(Available data):
━━━━━━━━━━━━━━━━━━━━━━━━━━━━━━

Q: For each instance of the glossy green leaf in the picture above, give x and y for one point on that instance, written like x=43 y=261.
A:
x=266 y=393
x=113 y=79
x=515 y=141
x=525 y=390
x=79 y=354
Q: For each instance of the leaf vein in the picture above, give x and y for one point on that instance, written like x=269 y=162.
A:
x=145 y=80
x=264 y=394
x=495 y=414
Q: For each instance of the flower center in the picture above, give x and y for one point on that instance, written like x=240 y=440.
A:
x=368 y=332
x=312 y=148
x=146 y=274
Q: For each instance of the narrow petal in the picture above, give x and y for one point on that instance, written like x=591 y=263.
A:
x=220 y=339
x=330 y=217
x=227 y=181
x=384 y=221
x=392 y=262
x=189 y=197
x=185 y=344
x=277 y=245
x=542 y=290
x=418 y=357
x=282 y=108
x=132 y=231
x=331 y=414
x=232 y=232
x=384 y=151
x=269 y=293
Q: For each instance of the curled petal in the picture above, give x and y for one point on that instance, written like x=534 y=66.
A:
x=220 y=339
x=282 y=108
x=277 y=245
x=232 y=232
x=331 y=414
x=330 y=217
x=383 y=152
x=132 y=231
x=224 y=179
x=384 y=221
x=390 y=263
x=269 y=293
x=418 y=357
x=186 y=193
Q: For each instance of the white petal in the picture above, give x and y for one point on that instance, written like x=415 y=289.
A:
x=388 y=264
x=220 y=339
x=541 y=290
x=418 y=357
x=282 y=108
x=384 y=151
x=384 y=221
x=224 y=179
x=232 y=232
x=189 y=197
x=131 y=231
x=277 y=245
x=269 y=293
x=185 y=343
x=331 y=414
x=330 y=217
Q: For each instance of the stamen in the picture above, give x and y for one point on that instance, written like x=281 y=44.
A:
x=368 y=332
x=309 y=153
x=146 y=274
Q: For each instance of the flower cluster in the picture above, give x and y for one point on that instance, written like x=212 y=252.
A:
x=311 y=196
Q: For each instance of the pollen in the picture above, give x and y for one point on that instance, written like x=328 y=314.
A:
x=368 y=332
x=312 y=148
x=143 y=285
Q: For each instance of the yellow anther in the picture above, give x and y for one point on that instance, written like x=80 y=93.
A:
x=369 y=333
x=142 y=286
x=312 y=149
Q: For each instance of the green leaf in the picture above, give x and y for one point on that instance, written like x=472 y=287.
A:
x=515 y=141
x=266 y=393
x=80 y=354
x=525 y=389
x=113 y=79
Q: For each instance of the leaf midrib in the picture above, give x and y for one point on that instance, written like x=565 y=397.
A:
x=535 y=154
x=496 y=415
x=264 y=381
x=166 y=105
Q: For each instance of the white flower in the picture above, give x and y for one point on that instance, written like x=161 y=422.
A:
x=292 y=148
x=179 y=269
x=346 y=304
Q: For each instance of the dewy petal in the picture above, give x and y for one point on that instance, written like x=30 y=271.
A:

━━━━━━━━━━━━━━━━━━━━━━━━━━━━━━

(Exercise objective):
Filter the records above and copy every line that contains the word "leaf".

(Result):
Q: For each instance of the glossy green leaf in the picture above, give x and y for one point on that instance, written like x=43 y=261.
Q: For each instance of the leaf vein in the picture above, give x and y for one point on that instance, written like x=269 y=162.
Q: For each instance of the green leaf in the picture above, give x and y for one point on that instance, written like x=472 y=287.
Q: For each instance of the leaf midrib in the picture above, give x and y for one point on that instance, written like x=565 y=397.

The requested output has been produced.